* Qué hacer
Devuelve sin cambios el fragmento del pasaje sobre el dogma que empieza en "La historia da" y continúa hasta "extremismos y sectarismos.".

La historia da cuenta de que hay ciertas creencias ciegas que han causado más grandes miserias humanas, crímenes de lesa humanidad y el retraso sempiterno de los pueblos. Uno de ellos el dogma, concebido como tesis o principio filosófico, político, religioso, deportivo, jurídico y hasta científico -difícil de creer- que, antes de cualquier experiencia y más como acto de fe que de razonamiento, se acepta como verdad absoluta, inmutable, perfecta y eterna, sin someterlo a ninguna forma de análisis, crítica o comprobación científica. El dogma es el alma del fanático que no conoce error, así existan pruebas contundentes en antítesis. Esto ha llevado al hombre a crear distorsiones profundas en su forma de ser, de pensar y de actuar con extremismos y sectarismos.

* Material proporcionado
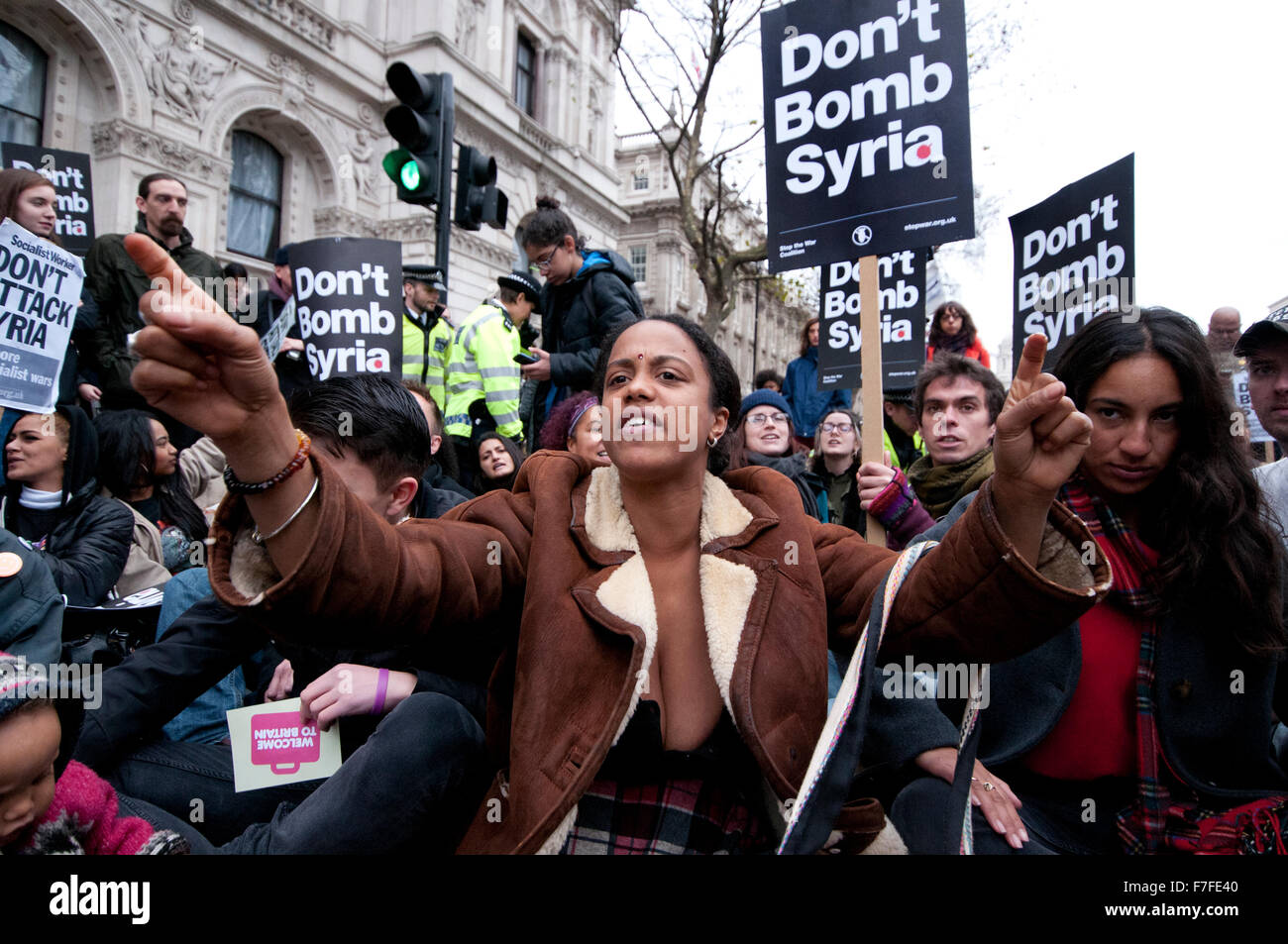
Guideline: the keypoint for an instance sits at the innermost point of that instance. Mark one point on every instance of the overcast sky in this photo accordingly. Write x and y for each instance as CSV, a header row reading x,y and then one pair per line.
x,y
1196,90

* Resultado esperado
La historia da cuenta de que hay ciertas creencias ciegas que han causado más grandes miserias humanas, crímenes de lesa humanidad y el retraso sempiterno de los pueblos. Uno de ellos el dogma, concebido como tesis o principio filosófico, político, religioso, deportivo, jurídico y hasta científico -difícil de creer- que, antes de cualquier experiencia y más como acto de fe que de razonamiento, se acepta como verdad absoluta, inmutable, perfecta y eterna, sin someterlo a ninguna forma de análisis, crítica o comprobación científica. El dogma es el alma del fanático que no conoce error, así existan pruebas contundentes en antítesis. Esto ha llevado al hombre a crear distorsiones profundas en su forma de ser, de pensar y de actuar con extremismos y sectarismos.